---- Raw data
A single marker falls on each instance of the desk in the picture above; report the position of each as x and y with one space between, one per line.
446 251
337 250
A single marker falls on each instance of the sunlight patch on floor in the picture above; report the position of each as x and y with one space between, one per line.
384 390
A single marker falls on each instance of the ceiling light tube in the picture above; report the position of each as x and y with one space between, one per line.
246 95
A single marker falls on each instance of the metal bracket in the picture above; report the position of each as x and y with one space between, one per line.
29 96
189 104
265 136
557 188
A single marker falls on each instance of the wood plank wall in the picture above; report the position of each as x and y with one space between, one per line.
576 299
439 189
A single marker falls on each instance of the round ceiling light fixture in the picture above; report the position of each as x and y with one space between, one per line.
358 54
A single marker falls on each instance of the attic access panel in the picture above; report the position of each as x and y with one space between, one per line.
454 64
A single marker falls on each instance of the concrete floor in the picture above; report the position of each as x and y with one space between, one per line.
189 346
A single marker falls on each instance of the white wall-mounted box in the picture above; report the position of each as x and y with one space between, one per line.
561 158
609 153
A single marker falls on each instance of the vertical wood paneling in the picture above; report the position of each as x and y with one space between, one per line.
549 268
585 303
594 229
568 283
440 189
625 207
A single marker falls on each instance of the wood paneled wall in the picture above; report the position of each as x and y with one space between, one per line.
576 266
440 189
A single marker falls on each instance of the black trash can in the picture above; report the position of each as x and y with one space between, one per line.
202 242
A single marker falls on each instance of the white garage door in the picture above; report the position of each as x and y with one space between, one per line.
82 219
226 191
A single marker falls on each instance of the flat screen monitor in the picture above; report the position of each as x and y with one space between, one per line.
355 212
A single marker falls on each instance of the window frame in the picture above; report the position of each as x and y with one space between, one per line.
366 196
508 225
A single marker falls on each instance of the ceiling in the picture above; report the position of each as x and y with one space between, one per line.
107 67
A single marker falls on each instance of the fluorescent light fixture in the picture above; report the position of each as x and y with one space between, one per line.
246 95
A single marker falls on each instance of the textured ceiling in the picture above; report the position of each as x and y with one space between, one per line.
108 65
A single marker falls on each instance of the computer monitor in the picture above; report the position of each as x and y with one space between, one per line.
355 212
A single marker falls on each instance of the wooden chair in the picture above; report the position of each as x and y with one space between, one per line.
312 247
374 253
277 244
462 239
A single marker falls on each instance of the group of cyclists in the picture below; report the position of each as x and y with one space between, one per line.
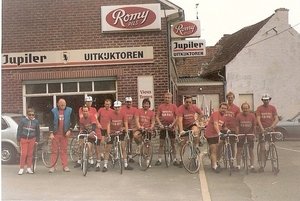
132 120
177 120
229 119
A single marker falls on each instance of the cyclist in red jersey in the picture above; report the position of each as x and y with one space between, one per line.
230 115
144 118
245 124
88 123
213 130
103 114
130 111
186 120
93 111
166 116
267 118
117 121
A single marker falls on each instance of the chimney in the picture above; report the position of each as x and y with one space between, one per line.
282 15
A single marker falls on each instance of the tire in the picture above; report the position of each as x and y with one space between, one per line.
229 157
246 159
34 158
8 154
145 157
85 158
127 147
168 152
190 159
50 152
284 133
73 150
274 159
258 155
120 157
225 158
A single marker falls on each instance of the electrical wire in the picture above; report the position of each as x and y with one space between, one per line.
272 36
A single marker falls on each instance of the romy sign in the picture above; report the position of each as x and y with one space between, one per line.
130 18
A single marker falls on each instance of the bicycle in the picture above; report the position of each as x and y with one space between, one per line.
75 150
50 152
271 151
190 155
227 157
85 151
115 154
128 144
245 152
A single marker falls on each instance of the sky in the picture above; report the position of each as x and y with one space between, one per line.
219 17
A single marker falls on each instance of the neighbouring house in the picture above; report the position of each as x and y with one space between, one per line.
261 58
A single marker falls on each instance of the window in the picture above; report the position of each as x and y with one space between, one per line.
44 96
35 88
--------
• [Assignment]: The records above should be duplicated exactly, with none of their pictures kept.

• [Answer section]:
A single marker falls on each instance of the desk in the picture above; report the position of each as x and y with one space between, one per line.
446 251
337 250
A single marker falls on each instance of the sunlight patch on floor in the picture above; report the position of each as x and y with one space between, one per line.
384 390
A single marker falls on each instance of the ceiling light tube in the picture above; report the position of each as x and y with one space between, one per line.
246 95
A single marker falls on each instance of the metal bracket in the picture above; report the position of each as x and y with one space between, one per line.
29 96
189 104
265 136
557 188
A single marker falls on each instance of the wood plank wall in the picture above; report the position of each as x and y with one space between, one per line.
576 299
439 189
A single marker falls on each instance of the round ceiling light fixture in the picture above; report the position of each as x and y with one space between, one per line.
358 54
A single marker falls on each instance of the attic access panel in the picture above; report the position of each as x and y with one space between, one per line.
454 64
A single marker falls on each instance of the concrete floor in the picture above; report the position of each as x and y with one space between, one per line.
189 346
A single marker falls on each instance of the white wall-mounted box in the picture above; report the position of each as x and y with one space between, one per line.
561 158
609 153
A single marker falls on each instance of the vertical wood paneling in the picture above; report the position of each as x and y with one space between, one per line.
549 268
585 303
594 229
568 283
440 189
625 207
A single marker falls on each instance of the wood paneled wall in the picture above; report the position of each as x and y with one space between, one per line.
576 266
440 189
A single marker falls on each instance of the black trash can in the picture above; report the position of each as x and y with one space between, one per line.
202 242
A single marker falls on each instance of the white garage door in the picture above; report the position of each as x and y with one space between, one per line.
82 219
226 191
A single marker falls on each instance of the flat screen monitor in the picture above; report the position of each as x and y with one space between, one per line.
355 212
A single marker falls on each instance of the window frame in the picture above; report the position of each as x and y with one space between, one per line.
366 196
508 225
A single marker falls on each instance of the ceiling in the picture above; report the position of each as x and y with one space between, one per line.
107 67
A single marker falls on each instance of the fluorescent light fixture in the picture above; report the position of each as x and y with one space between, one per line.
246 95
A single marker falls on each instance of the textured ceiling in the picture above; report the position of each as x and y with one space between, one per line.
108 65
A single marker falls on each instance of the computer monitor in the picture above; report the position of each as x and y with one space between, one per line.
355 212
A single marker falls on each instance of the wooden chair in the picture above; report the position of each as x and y with one space between, one per line.
312 247
374 253
277 244
462 239
A single marker falls on each instance of the group of cyclists in the picture below; report the position of each as x and y with one space between, one per line.
132 120
177 120
229 119
A single marker falls on each instance of the cyclist in red jersey in the picture above; report the position of each as x and y with one space between, one per line.
230 115
144 118
245 124
88 123
213 130
103 114
130 111
186 120
93 111
166 116
267 118
117 121
A single marker falls on each instance of the chimney in the picture above; report the position of each as x and y with one space between, one per line.
282 15
A single marker falls on each instance of the tire in the picture above; report the position of each as x and y with one space between, one per line.
229 157
246 159
34 158
8 154
145 157
85 158
127 147
168 152
190 159
50 152
284 133
73 150
274 159
258 155
120 157
225 158
A single marker falls on each instance of the electrical wire in the picture above; report the position of each as x and y with one space between, one per line.
272 36
A single marker falls on each instance of the romy sign in the picture above; report the position of each as x and y with one space between, one per line.
130 18
A single marker falls on each instance of the bicycle in the picture above; report the position of each as x and y with one space between, one per line.
75 150
50 152
271 151
190 155
227 157
85 151
115 154
128 144
245 152
A single marker falls on each instance of the sky in the picture above; report the position of each as x and y with one space between, one per line.
219 17
A single marker falls on each instance of the neighbouring house in the picture above; report the position of each as x and y with one space between, one per line.
261 58
A single marker falls on each instance of the window in the picture above; report the position of each as x and y with one space between, one per line.
44 96
35 88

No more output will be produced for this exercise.